### Objective
Return every line of the items below that contains the string "horizon", matching case exactly.
-*-*-
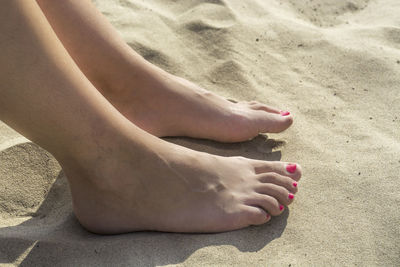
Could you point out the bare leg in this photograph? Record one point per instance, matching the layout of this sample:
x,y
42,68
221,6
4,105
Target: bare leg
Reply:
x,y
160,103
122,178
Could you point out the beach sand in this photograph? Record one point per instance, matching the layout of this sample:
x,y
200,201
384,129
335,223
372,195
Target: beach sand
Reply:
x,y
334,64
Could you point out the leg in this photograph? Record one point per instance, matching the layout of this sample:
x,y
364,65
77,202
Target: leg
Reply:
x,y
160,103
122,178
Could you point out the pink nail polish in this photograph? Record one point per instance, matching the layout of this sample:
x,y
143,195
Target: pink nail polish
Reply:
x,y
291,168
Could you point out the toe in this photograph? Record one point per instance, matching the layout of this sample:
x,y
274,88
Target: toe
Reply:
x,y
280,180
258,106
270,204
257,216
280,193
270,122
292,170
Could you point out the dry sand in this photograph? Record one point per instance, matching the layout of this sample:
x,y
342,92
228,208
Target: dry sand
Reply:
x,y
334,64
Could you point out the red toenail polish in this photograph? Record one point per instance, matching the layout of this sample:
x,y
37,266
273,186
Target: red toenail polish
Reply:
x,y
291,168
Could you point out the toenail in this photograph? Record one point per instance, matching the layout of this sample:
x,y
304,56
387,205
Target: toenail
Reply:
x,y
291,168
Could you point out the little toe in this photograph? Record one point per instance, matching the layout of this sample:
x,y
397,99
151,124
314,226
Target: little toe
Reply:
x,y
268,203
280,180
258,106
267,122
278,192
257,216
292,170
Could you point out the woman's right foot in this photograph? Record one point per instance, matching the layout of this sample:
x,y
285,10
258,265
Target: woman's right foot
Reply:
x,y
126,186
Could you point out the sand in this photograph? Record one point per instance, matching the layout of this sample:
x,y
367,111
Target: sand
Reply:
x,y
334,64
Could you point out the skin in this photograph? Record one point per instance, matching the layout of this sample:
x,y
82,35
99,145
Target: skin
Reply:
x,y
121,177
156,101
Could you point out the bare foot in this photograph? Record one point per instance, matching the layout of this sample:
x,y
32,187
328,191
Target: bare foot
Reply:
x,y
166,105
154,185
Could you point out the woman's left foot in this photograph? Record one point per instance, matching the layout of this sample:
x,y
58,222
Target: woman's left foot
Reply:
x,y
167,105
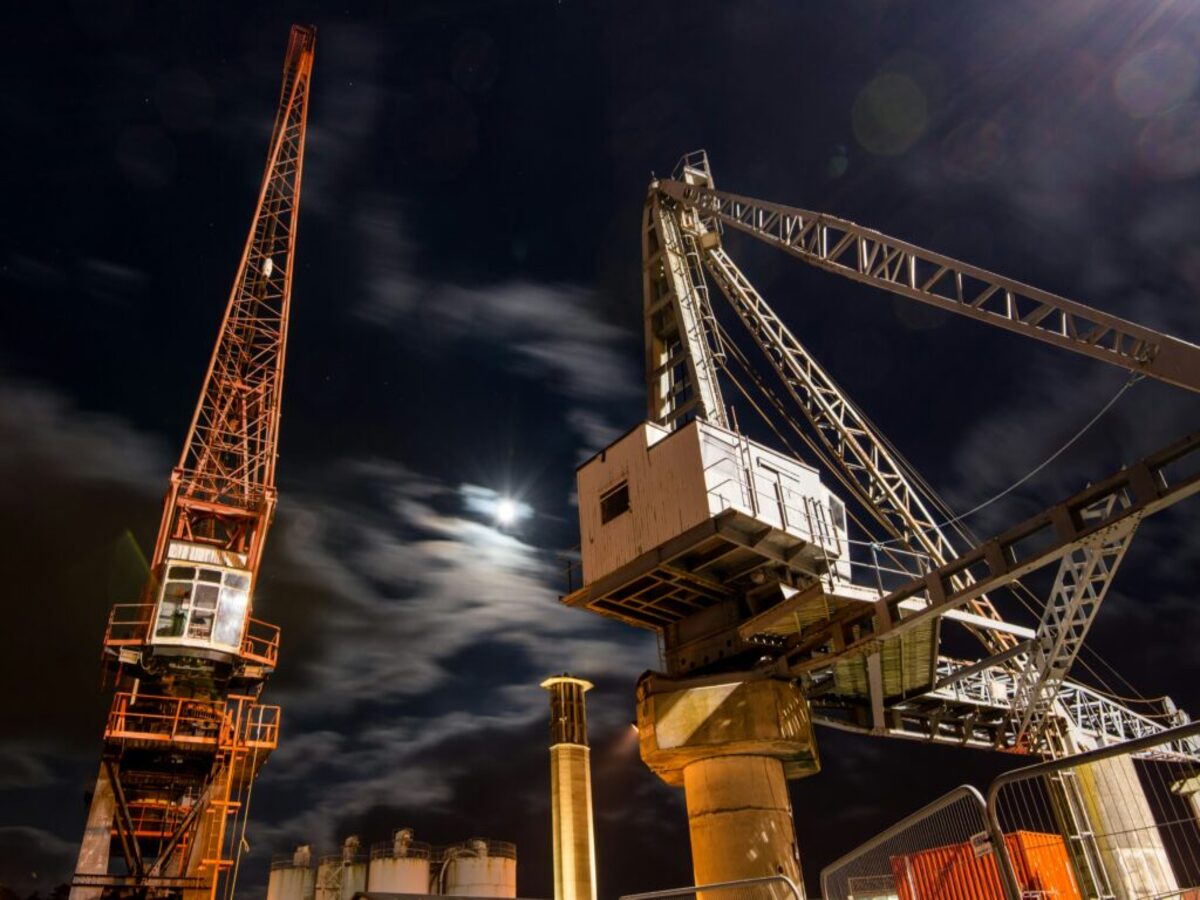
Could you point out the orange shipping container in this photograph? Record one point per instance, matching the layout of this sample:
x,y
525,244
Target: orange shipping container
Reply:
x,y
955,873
-*-*-
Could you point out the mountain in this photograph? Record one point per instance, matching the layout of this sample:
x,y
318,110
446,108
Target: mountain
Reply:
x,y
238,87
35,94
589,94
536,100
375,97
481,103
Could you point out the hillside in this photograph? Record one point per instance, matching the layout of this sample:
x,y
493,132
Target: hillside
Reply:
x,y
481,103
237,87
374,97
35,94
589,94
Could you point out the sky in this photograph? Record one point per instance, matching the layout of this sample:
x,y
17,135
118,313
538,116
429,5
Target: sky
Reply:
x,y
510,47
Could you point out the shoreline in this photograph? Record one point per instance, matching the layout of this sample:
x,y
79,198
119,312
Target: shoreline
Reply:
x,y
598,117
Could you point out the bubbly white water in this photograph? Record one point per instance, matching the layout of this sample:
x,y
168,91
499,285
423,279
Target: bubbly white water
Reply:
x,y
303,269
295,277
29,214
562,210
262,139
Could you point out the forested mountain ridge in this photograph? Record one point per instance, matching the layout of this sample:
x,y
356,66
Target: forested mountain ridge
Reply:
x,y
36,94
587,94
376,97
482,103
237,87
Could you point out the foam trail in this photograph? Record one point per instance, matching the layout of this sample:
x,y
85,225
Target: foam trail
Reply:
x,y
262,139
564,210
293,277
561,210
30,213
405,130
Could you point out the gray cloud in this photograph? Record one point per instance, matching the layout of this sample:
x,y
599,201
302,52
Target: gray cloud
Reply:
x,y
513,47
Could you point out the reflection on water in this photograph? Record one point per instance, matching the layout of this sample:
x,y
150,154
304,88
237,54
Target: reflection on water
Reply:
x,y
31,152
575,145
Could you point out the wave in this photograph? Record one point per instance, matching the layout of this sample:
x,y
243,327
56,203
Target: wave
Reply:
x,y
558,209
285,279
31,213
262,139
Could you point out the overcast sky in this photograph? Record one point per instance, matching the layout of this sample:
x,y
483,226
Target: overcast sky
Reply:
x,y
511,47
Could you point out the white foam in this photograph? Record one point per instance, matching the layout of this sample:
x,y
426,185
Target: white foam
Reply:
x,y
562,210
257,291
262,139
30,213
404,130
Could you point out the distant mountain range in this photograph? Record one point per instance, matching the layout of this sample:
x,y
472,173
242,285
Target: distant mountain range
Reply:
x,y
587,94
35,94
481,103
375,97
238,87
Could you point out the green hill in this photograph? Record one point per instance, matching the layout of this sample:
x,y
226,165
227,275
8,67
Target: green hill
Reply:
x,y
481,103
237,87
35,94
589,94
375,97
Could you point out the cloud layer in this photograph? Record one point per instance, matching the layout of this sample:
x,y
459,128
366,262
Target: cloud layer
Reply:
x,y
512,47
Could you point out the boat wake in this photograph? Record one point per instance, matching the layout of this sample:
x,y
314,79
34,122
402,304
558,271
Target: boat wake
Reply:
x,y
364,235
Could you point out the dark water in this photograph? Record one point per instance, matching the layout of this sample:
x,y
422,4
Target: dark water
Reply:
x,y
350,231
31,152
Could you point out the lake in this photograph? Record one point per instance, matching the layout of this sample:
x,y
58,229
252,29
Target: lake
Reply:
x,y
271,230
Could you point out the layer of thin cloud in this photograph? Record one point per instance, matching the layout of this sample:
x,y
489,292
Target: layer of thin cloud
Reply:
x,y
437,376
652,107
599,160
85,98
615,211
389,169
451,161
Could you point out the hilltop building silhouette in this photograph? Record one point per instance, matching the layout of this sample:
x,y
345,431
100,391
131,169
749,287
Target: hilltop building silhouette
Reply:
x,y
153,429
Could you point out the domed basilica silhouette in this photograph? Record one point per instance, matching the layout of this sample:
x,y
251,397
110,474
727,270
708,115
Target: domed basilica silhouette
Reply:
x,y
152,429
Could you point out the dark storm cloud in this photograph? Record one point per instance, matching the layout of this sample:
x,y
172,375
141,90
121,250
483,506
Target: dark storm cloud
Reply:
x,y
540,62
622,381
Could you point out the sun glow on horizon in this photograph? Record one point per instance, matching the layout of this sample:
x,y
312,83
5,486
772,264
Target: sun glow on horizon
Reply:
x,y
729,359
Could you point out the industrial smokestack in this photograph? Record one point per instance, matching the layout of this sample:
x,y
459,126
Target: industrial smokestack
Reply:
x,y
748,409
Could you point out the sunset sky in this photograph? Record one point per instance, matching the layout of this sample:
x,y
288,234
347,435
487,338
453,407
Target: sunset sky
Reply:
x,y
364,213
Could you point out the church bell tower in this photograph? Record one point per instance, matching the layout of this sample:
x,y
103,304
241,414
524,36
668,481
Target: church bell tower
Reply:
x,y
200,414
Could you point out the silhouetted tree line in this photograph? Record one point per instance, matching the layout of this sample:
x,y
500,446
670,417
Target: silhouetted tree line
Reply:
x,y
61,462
-*-*-
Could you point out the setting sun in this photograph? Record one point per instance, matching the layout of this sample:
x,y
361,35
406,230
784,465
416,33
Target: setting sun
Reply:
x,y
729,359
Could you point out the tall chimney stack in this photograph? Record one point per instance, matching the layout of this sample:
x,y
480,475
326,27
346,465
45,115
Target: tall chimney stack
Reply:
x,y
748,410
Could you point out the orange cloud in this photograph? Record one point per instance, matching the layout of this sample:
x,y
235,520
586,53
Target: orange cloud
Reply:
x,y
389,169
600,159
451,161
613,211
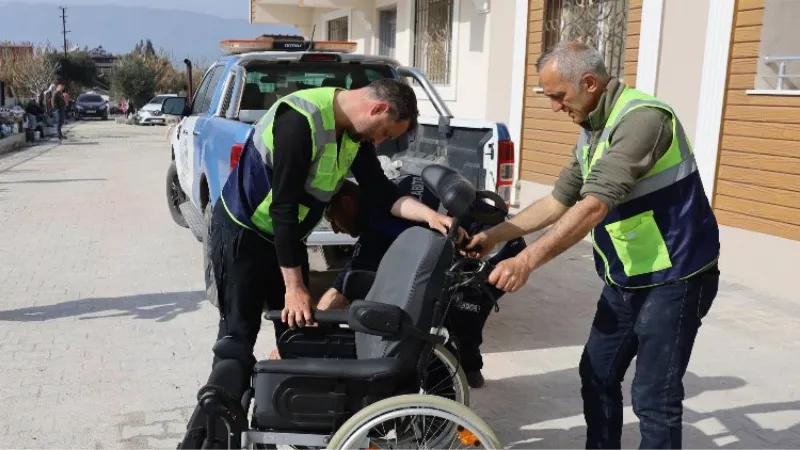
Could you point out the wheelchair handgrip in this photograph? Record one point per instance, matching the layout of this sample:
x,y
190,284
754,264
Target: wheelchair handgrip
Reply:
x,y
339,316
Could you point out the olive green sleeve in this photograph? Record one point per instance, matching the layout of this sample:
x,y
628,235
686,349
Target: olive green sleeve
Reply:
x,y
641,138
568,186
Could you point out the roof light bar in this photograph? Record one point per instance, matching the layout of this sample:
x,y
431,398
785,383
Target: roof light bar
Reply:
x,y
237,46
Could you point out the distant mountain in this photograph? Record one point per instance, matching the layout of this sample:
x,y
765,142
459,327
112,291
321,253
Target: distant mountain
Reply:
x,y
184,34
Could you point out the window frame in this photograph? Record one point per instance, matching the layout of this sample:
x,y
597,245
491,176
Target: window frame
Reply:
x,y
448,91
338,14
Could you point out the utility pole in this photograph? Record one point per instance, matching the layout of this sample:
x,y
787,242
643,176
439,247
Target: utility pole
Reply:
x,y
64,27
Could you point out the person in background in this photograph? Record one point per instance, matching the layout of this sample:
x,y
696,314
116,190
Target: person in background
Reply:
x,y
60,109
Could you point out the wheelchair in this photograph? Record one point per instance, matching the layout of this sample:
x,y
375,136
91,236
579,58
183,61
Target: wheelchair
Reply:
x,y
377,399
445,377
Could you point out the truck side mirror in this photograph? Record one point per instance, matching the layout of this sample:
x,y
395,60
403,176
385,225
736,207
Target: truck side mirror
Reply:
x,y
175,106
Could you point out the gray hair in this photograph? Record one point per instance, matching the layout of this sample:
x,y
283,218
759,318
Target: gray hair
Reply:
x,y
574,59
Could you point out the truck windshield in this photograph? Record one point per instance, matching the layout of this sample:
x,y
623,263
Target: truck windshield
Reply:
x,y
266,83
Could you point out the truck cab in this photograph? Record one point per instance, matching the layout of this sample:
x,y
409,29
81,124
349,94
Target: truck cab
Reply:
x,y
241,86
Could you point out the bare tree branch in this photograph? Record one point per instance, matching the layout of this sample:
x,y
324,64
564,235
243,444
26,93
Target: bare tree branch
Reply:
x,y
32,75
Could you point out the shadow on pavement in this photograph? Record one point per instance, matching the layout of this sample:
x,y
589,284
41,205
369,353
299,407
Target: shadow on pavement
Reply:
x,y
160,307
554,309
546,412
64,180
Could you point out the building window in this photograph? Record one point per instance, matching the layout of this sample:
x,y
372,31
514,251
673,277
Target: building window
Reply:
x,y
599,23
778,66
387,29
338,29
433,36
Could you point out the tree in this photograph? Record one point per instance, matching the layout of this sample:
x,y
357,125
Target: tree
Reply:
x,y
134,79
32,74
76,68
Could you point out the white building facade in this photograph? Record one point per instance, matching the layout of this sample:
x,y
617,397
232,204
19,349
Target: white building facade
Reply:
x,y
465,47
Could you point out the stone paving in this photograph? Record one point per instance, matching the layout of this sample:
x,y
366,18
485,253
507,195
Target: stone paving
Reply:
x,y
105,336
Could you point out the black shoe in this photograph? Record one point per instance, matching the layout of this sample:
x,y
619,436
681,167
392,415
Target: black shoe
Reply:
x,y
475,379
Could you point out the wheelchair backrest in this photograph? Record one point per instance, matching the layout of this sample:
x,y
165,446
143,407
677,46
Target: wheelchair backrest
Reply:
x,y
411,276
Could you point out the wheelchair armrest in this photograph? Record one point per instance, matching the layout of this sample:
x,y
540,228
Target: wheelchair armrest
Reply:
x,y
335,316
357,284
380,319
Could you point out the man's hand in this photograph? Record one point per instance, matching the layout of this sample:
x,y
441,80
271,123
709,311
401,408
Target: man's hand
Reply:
-*-*-
### Exercise result
Could you point out the sun glow on horizon in this photograph? Record one point per instance, matching the layout of this sample:
Target: sun glow on horizon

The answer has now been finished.